MeetMemo

A meeting transcription app that runs entirely offline. It converts speech to text, separates speakers (diarization), and generates summaries of discussions. You can also configure custom prompts and connect it to your local LLM server. Use it for meetings, interviews, lectures, or any audio where you need a clear transcript and summary.

Demo

Sample Files

The sample-files/ directory contains example outputs to showcase MeetMemo's capabilities:

v2.0.0 Outputs (Latest)

GenAI Week - AI x SaaS.wav - Sample audio file for testing (36MB, ~1 hour)
GenAI_Week_-_AI_x_SaaS_Transcript_2026-01-04_23-47.pdf - Professional PDF transcript with speaker labels
GenAI_Week_-_AI_x_SaaS_Transcript_2026-01-04_23-47.md - Markdown transcript export
GenAI_Week_-_AI_x_SaaS_2026-01-04_23-46.md - AI-generated summary with key insights and action items
MeetMemo-DEMO_v2.0.0.gif - Application demonstration GIF showcasing new UI

v1.0.0 Outputs (Legacy)

▶ **Work instruction 1**:
Reproduce the MeetMemo description between "A meeting transcription" and "v2.0.0 Outputs (Latest)", inclusive, swapping "speakers" for "participants".
▶ **Work instruction 2**:
Extend the MeetMemo description past its final line.

(Stored data entries)
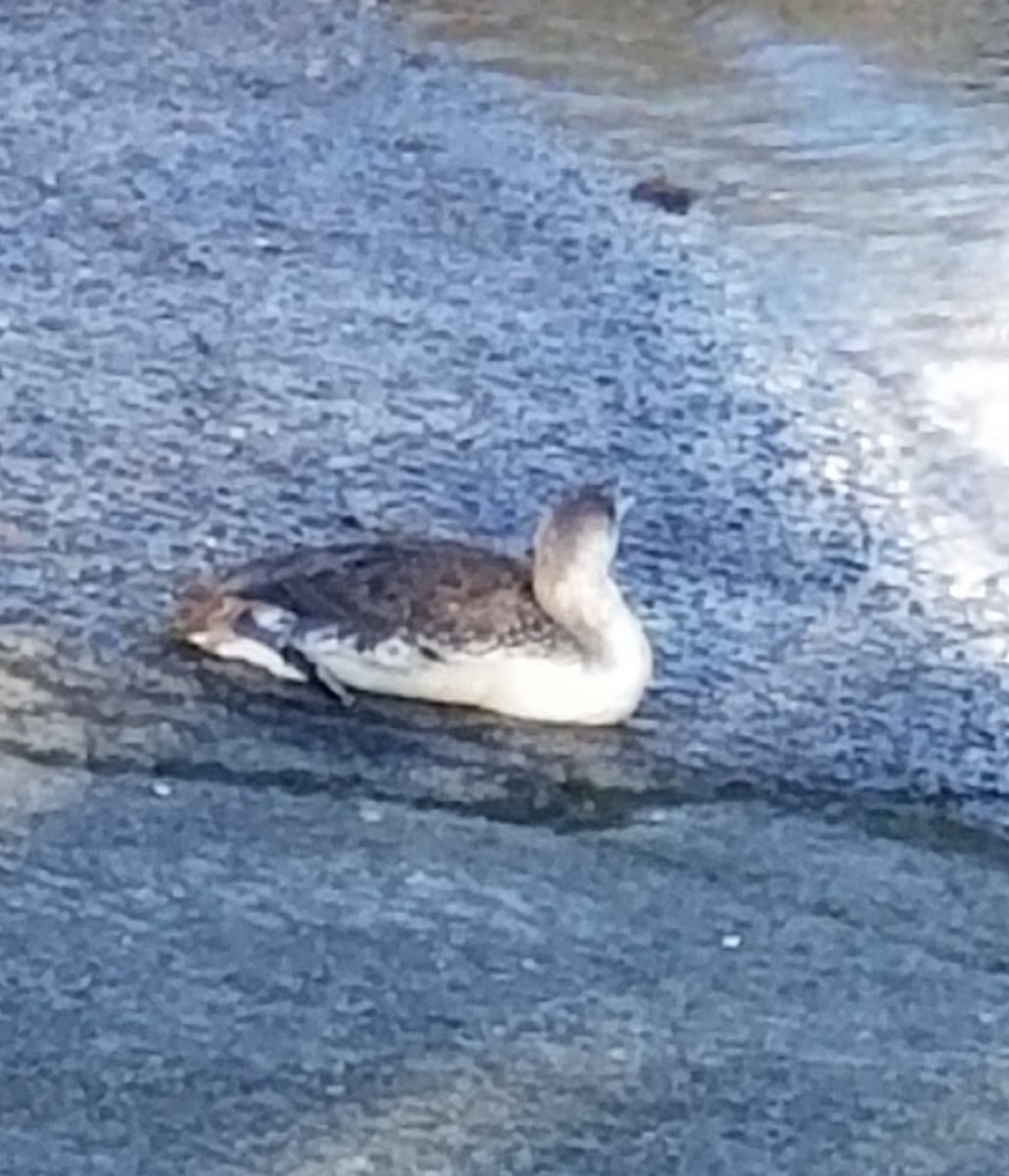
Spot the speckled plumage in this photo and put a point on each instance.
(550, 639)
(441, 595)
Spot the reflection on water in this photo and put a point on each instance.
(856, 151)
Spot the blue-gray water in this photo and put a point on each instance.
(229, 327)
(262, 269)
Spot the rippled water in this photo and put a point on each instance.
(857, 150)
(257, 283)
(854, 156)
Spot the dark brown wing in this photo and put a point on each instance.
(442, 593)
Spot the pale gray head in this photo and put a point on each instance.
(579, 535)
(573, 554)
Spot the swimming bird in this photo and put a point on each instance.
(549, 639)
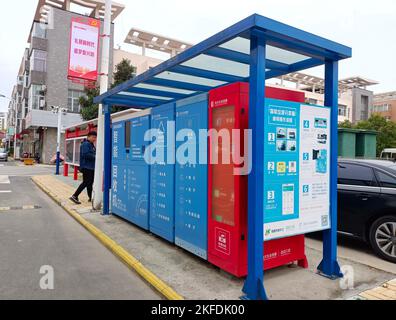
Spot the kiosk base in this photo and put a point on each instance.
(277, 253)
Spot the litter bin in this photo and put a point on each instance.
(366, 144)
(347, 143)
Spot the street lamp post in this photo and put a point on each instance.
(104, 82)
(59, 111)
(14, 102)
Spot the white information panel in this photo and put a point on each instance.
(297, 169)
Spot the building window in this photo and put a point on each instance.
(38, 61)
(364, 108)
(73, 101)
(381, 108)
(342, 111)
(39, 30)
(36, 97)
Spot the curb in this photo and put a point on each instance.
(117, 250)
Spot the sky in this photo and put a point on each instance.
(368, 26)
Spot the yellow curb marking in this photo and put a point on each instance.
(386, 292)
(116, 249)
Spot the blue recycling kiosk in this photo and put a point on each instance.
(191, 177)
(253, 50)
(162, 177)
(130, 171)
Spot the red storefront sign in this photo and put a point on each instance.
(84, 49)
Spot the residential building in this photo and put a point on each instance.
(385, 105)
(355, 100)
(3, 121)
(42, 79)
(148, 42)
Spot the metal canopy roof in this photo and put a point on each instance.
(225, 58)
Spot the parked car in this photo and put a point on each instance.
(3, 154)
(367, 203)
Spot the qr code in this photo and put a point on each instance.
(325, 221)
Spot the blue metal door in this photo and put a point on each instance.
(138, 192)
(162, 216)
(191, 179)
(119, 190)
(139, 127)
(119, 151)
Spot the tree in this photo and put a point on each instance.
(124, 71)
(89, 111)
(386, 131)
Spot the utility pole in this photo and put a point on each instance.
(60, 112)
(15, 104)
(104, 83)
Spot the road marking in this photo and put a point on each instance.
(26, 207)
(4, 180)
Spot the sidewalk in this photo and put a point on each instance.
(194, 278)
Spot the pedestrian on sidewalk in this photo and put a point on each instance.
(87, 167)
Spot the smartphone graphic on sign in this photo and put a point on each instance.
(288, 199)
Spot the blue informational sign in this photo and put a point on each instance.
(139, 127)
(296, 169)
(131, 174)
(119, 151)
(138, 192)
(191, 190)
(162, 211)
(119, 191)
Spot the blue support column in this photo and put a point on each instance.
(254, 287)
(107, 160)
(329, 266)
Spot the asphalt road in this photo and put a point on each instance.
(47, 236)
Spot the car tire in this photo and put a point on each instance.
(383, 238)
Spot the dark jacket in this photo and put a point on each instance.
(87, 155)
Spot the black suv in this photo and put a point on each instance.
(367, 203)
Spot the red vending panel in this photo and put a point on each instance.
(228, 193)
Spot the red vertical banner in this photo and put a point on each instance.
(84, 49)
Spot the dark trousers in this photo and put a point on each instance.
(88, 179)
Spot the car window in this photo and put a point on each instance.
(356, 175)
(386, 180)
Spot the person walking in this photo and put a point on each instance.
(87, 167)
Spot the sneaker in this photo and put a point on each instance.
(75, 200)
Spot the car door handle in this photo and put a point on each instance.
(364, 197)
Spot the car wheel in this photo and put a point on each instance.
(383, 238)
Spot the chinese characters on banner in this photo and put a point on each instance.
(84, 48)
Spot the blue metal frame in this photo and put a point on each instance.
(254, 285)
(107, 160)
(261, 32)
(329, 266)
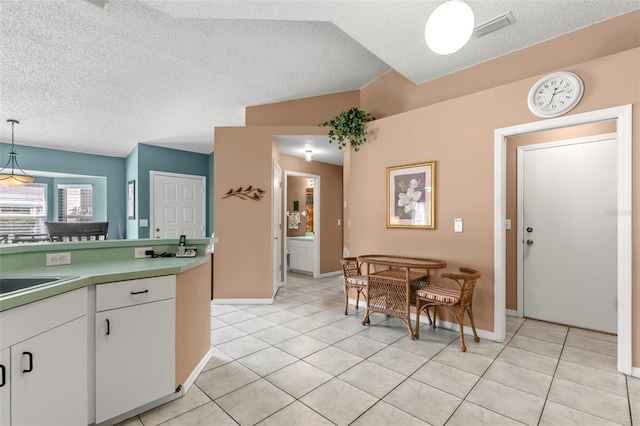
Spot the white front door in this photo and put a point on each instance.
(277, 225)
(178, 205)
(569, 232)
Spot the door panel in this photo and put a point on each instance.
(569, 242)
(178, 206)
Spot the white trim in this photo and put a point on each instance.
(316, 218)
(196, 372)
(152, 174)
(624, 142)
(276, 206)
(267, 301)
(330, 274)
(520, 201)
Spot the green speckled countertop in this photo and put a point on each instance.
(93, 262)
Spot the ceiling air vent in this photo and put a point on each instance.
(102, 4)
(492, 25)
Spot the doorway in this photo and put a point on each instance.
(566, 241)
(622, 115)
(177, 205)
(313, 257)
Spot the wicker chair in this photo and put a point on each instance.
(455, 300)
(353, 278)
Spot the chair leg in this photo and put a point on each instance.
(435, 313)
(417, 333)
(346, 300)
(463, 347)
(473, 325)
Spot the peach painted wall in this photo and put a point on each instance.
(330, 207)
(512, 185)
(301, 112)
(459, 135)
(437, 121)
(244, 228)
(296, 189)
(193, 313)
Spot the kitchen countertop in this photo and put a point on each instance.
(97, 263)
(96, 273)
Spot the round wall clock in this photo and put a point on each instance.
(555, 94)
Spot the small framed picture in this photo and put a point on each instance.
(411, 196)
(131, 199)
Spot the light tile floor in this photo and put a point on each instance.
(301, 361)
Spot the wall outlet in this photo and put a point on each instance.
(54, 259)
(140, 252)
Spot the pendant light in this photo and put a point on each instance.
(14, 179)
(449, 27)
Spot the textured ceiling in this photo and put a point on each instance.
(94, 80)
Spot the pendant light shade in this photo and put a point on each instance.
(14, 179)
(449, 27)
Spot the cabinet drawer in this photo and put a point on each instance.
(134, 292)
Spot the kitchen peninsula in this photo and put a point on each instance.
(116, 335)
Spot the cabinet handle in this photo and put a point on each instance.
(30, 355)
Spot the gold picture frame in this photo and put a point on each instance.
(411, 196)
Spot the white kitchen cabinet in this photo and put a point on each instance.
(301, 254)
(135, 344)
(5, 389)
(49, 377)
(44, 354)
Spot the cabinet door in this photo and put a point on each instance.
(49, 377)
(5, 395)
(296, 259)
(135, 357)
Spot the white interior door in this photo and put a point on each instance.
(178, 205)
(277, 225)
(569, 232)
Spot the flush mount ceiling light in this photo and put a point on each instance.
(449, 27)
(14, 179)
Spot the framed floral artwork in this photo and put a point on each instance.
(411, 196)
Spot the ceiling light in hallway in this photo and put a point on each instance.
(449, 27)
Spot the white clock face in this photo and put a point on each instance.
(555, 94)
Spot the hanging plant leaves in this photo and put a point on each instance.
(250, 193)
(349, 126)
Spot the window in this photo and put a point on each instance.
(23, 210)
(75, 203)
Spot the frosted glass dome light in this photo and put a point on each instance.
(449, 27)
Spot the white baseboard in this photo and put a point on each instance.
(267, 301)
(330, 274)
(196, 372)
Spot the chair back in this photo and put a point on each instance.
(350, 267)
(466, 279)
(77, 231)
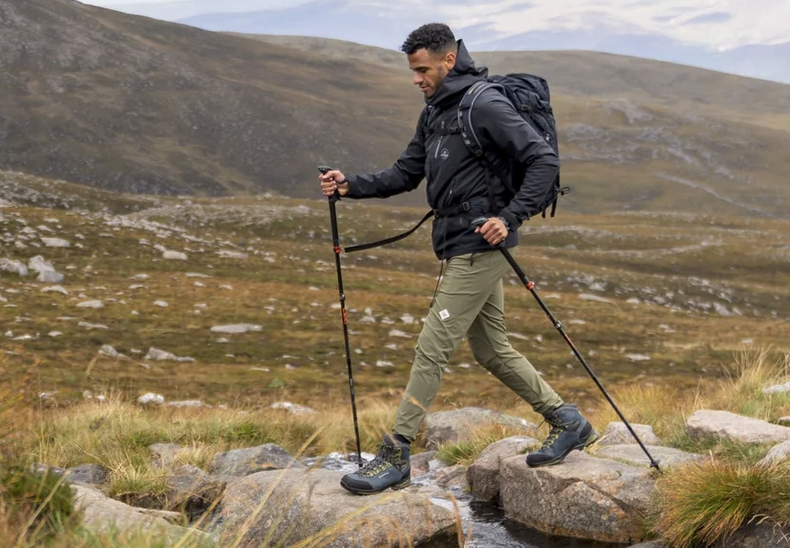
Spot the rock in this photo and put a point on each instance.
(193, 492)
(108, 350)
(187, 403)
(778, 453)
(55, 242)
(292, 506)
(778, 389)
(421, 463)
(231, 254)
(90, 304)
(151, 399)
(242, 462)
(616, 433)
(160, 355)
(724, 424)
(14, 267)
(452, 477)
(103, 514)
(237, 328)
(461, 424)
(56, 289)
(585, 497)
(164, 454)
(292, 408)
(483, 475)
(174, 255)
(760, 535)
(92, 474)
(633, 455)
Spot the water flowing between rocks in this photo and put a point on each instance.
(490, 528)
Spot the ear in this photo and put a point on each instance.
(449, 60)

▶ **Task response 1**:
A meeting transcription app that runs entirely offline. It converts speech to text, separates participants (diarization), and generates summaries of discussions. You can also configure custom prompts and connect it to your local LLM server. Use it for meetings, interviews, lectures, or any audio where you need a clear transcript and summary.

Demo

Sample Files

The sample-files/ directory contains example outputs to showcase MeetMemo's capabilities:

v2.0.0 Outputs (Latest)

▶ **Task response 2**:
genai-week---ai-x-saas_transcript_2025-08-31_v1.0.0.json - Complete diarized transcript with speaker identification
genai-week---ai-x-saas_summary_2025-08-31_v1.0.0.pdf - Professional PDF summary
genai-week---ai-x-saas_summary_2025-08-31_v1.0.0.markdown - Markdown version of summary
MeetMemo_Demo_v1.0.0.gif - Legacy demonstration GIF

These files demonstrate the complete workflow from audio upload to final deliverables, showing the quality and format of MeetMemo's output.

Key Features

Audio Recording & Upload: Record meetings directly in the browser or upload existing audio files (MP3, WAV, M4A, FLAC, etc.)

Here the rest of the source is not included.